** Start of Data supplied **

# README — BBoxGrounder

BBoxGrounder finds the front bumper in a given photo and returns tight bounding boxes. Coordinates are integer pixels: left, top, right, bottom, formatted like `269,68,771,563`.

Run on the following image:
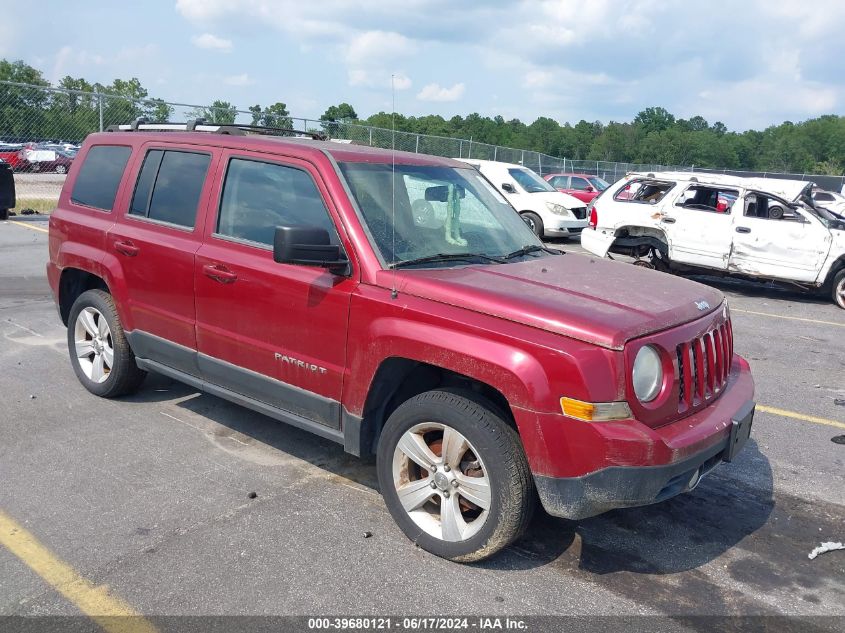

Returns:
543,220,587,237
518,357,754,519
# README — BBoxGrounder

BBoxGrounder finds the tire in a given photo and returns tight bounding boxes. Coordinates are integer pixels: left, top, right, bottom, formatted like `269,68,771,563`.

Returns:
831,268,845,310
376,391,536,562
67,290,147,398
522,211,545,238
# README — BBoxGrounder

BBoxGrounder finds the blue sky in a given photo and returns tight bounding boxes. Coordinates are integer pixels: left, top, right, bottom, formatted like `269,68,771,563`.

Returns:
0,0,845,130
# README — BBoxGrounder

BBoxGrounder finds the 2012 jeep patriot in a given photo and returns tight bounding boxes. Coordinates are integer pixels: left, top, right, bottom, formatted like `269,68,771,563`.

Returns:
47,122,754,561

** End of Data supplied **

Goal |
Transcribe all of the entries above exactly, omitting the pictures from your answer.

Full answer |
# README — BBoxGrounder

BBoxGrounder finds the front bumper in a given photo and returns tight bounding boxes. Coordinates are integer pixels: left, top, right, bottom, formatted like `269,68,771,563`.

Run on the following image:

Returns:
543,220,587,237
518,357,754,519
# README — BBoxGrounder

BBoxGrounder finds the tire in a given photo and returns tight bounding boxes. Coordinates are integer pixels: left, top, right, bottom, formatted like `269,68,771,563`.

Returns:
831,268,845,310
376,391,536,562
67,290,147,398
522,211,545,238
# README — BBoxGrounder

BBoxGrounder finds the blue sky in a given photo and returns tight bounding boxes. Coordinates are integer pixels: left, top, right, bottom, formatted like `269,68,771,563`.

Returns:
0,0,845,130
# README — BBoxGrounder

BBoxGrounder finds the 2012 jeep patriot in a given photo and returns tight bounding boxes. Coordinates are integer pixels: left, top, right, bottom, formatted like `269,68,771,563`.

Returns:
47,122,754,561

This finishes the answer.